<<<<

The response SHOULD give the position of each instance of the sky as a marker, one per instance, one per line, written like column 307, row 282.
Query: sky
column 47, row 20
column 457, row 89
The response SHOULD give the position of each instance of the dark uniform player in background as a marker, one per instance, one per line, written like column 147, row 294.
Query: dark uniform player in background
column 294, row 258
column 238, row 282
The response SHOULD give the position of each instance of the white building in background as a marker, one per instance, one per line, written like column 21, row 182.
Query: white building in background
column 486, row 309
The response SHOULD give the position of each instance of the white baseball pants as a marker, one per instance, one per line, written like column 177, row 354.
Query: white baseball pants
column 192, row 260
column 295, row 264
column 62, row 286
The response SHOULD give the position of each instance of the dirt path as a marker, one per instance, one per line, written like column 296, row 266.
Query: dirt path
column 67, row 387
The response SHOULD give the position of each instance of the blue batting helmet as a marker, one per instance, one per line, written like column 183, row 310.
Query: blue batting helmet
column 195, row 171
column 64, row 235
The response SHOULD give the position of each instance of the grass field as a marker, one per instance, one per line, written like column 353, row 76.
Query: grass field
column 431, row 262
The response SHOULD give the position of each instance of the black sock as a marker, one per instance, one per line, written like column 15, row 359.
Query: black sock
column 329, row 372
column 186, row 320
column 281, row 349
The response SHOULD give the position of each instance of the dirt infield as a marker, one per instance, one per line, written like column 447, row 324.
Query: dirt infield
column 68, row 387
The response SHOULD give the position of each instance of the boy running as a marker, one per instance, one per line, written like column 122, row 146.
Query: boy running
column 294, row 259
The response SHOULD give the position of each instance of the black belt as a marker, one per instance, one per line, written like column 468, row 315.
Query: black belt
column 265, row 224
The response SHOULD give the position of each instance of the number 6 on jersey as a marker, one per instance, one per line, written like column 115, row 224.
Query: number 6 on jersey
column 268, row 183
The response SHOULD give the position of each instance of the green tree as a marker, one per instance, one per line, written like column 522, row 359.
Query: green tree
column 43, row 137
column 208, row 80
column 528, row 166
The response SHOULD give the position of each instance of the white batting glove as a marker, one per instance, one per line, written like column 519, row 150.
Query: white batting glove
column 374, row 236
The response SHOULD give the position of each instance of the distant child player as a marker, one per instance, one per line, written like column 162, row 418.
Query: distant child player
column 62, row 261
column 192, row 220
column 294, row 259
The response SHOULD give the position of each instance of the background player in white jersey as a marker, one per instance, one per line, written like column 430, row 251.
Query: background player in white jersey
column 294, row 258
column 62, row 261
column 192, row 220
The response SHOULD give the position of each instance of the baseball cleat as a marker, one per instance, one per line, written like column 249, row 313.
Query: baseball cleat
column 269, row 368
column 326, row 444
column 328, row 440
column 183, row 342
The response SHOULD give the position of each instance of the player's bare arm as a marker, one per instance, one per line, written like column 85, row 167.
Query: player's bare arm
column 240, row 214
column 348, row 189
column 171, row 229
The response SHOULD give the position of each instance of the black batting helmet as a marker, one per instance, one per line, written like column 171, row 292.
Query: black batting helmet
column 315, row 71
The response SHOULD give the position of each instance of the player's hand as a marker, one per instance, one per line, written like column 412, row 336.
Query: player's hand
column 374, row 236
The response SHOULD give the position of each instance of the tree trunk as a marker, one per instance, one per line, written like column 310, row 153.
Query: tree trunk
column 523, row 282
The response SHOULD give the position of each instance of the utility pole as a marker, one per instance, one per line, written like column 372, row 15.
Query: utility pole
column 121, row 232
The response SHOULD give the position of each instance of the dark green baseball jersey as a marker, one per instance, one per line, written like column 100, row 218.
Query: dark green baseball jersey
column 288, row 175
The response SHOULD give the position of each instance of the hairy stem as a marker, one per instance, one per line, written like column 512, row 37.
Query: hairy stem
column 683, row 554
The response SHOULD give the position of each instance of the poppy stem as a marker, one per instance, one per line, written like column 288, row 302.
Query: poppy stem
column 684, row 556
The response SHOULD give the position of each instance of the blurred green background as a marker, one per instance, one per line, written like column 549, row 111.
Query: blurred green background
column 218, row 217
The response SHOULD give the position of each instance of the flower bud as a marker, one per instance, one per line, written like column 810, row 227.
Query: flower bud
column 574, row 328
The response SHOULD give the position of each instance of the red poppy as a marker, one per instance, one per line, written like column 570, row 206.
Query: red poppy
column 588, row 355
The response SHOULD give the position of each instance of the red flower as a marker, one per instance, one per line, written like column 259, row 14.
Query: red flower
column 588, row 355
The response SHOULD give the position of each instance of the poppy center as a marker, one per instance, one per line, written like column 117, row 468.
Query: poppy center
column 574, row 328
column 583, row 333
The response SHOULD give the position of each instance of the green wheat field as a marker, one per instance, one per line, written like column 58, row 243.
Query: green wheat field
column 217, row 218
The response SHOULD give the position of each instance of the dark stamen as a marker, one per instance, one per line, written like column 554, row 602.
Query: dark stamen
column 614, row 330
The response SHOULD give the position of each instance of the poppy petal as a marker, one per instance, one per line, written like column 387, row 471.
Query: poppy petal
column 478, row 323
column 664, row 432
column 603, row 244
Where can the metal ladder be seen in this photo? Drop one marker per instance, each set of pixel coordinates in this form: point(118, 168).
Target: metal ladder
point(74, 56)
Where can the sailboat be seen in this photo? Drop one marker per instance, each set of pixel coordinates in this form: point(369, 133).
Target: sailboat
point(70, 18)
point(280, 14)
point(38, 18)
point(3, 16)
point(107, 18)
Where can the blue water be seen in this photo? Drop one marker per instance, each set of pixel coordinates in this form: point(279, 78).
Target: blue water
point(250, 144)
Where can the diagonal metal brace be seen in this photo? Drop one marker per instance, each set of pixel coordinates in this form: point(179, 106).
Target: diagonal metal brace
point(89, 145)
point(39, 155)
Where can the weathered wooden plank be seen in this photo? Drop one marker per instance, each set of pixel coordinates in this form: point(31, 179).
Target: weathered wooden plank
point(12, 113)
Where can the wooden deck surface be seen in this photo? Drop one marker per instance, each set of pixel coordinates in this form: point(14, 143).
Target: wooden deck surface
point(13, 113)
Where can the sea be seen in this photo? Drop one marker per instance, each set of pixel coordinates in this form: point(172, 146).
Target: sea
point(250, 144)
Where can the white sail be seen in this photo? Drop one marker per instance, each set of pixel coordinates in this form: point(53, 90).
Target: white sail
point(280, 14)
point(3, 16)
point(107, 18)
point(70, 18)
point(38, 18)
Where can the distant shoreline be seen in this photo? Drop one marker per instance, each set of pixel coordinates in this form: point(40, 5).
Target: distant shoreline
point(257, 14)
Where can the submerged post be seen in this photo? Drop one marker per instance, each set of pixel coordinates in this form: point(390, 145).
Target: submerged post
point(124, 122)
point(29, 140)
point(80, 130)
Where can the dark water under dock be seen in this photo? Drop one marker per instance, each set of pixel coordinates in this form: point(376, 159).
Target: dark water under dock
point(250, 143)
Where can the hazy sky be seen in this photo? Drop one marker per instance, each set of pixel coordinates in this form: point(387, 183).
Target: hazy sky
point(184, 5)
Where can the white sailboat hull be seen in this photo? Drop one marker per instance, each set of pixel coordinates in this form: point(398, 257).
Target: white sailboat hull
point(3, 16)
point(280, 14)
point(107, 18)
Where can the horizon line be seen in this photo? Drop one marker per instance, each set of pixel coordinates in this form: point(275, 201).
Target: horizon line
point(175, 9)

>>>>
<<<<

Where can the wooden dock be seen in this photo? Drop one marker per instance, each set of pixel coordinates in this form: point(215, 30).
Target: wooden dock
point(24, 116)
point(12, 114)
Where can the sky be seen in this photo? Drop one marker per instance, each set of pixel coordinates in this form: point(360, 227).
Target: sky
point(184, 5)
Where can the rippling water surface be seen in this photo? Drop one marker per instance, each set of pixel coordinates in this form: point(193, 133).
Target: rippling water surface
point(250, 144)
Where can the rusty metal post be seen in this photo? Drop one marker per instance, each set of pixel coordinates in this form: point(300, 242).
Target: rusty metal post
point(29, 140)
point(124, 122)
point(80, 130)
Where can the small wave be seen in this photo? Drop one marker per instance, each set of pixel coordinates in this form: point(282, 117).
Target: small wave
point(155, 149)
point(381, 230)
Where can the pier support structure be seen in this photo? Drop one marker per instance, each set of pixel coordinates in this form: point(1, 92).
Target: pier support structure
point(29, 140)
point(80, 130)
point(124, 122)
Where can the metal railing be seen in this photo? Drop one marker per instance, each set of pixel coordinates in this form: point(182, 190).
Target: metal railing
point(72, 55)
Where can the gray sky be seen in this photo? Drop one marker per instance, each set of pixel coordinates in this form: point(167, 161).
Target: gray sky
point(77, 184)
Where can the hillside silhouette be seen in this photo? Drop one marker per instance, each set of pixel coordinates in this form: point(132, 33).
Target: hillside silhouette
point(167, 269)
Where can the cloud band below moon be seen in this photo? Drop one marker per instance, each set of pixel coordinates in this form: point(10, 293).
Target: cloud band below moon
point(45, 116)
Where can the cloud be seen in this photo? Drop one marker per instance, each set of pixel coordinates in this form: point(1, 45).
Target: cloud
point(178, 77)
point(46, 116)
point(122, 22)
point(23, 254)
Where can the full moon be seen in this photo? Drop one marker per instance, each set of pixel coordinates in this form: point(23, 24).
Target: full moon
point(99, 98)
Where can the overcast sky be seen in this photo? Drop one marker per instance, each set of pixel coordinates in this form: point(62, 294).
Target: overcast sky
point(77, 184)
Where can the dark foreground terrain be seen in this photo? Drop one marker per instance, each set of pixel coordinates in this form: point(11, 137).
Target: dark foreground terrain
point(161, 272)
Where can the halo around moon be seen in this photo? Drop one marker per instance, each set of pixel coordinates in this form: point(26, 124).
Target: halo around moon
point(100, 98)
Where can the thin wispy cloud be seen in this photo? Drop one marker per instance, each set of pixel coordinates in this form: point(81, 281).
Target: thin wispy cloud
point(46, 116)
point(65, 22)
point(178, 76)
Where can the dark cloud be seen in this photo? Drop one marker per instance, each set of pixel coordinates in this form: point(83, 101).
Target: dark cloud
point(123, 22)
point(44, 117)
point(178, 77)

>>>>
<<<<

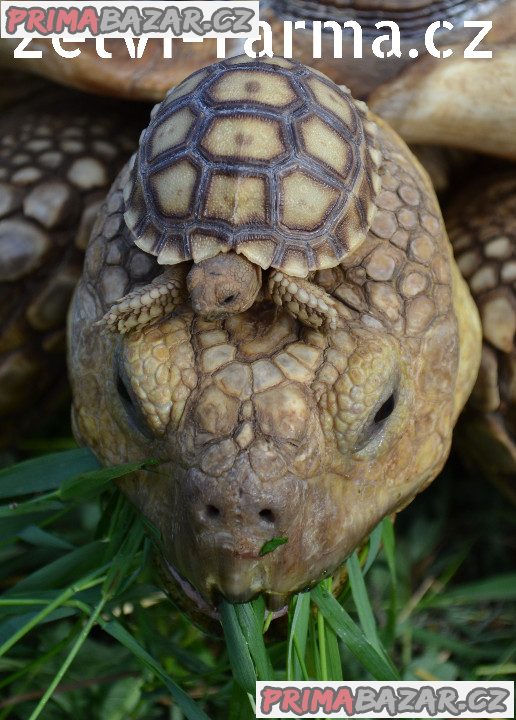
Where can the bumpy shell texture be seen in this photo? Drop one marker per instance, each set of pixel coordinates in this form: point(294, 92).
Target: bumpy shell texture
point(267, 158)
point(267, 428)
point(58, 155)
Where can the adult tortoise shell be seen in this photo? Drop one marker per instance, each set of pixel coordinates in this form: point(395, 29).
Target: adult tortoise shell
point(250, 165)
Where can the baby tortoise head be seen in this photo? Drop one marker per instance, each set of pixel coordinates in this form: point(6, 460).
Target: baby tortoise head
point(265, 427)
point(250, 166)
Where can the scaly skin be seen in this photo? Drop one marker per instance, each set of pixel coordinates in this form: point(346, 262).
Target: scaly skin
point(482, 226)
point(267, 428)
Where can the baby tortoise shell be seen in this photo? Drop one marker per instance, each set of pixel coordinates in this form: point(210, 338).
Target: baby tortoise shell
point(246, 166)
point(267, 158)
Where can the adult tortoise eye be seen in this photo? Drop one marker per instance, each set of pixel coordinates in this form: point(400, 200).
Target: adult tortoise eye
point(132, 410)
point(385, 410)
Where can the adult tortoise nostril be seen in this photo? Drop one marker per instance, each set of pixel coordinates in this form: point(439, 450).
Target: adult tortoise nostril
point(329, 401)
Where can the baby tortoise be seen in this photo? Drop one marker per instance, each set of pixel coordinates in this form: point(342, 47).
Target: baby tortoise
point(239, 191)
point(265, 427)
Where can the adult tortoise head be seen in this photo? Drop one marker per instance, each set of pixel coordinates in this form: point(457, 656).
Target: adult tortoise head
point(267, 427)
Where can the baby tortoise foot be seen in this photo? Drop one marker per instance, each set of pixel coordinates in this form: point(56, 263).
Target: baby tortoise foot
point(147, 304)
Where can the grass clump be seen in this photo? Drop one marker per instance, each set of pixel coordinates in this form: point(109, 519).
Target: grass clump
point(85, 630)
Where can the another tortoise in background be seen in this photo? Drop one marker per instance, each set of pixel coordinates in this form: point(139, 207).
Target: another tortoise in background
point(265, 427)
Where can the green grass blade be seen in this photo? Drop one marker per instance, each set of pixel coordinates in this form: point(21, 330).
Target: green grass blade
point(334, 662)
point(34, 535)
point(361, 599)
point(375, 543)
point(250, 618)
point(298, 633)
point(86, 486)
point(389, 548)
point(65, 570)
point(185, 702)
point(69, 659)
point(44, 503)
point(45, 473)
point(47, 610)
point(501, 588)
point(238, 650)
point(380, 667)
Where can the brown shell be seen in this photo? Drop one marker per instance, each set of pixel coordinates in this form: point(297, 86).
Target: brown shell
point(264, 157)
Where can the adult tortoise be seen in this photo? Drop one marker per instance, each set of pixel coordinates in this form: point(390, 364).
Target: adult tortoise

>>>>

Above is a listing; print exactly its lines from the one with "Target: baby tortoise shell" through the one with "Where can the green", and no other lines.

Target: baby tortoise shell
point(246, 166)
point(267, 158)
Where can the adult tortoise eye be seen in this photo? Drop one marker per instance, each set of pixel coordinates in this form: point(400, 200).
Target: adult tortoise eye
point(132, 410)
point(385, 410)
Where can the adult tortoise nostril be seen in this photo? Drop one marker per instance, each set of pixel coordinates in this form: point(439, 450).
Target: adult tortoise nostril
point(329, 401)
Where can the baby tortoise be seen in this photo? Drop one marker per instance, each set of pixel coordinates in this form: point(342, 47).
Target: baby tortoise
point(239, 191)
point(265, 427)
Where can the adult tortoise head be seen in this photo? Drop one marker per instance, each set of pixel coordinates in this form: point(457, 656).
Target: adult tortoise head
point(267, 427)
Where can the baby tortoise foot be seen in this photo? Drop one marker per instance, each set of pixel coordinates in this form: point(56, 263).
Target: baby tortoise foot
point(147, 304)
Where can the grass clump be seen in this photo? Drop one marker per instance, each set of pixel coordinates in this form: point(109, 519).
Target: grass clump
point(85, 630)
Where can the another tortoise in background be seen in this photo? Drop one marker per instance, each set of pixel coordinates in this form: point(139, 207).
Target: another tortoise in background
point(265, 427)
Where can the green grass blade be seen in this photo? Drop one marker per instance, each set of pixel coordinates in this form: point(21, 330).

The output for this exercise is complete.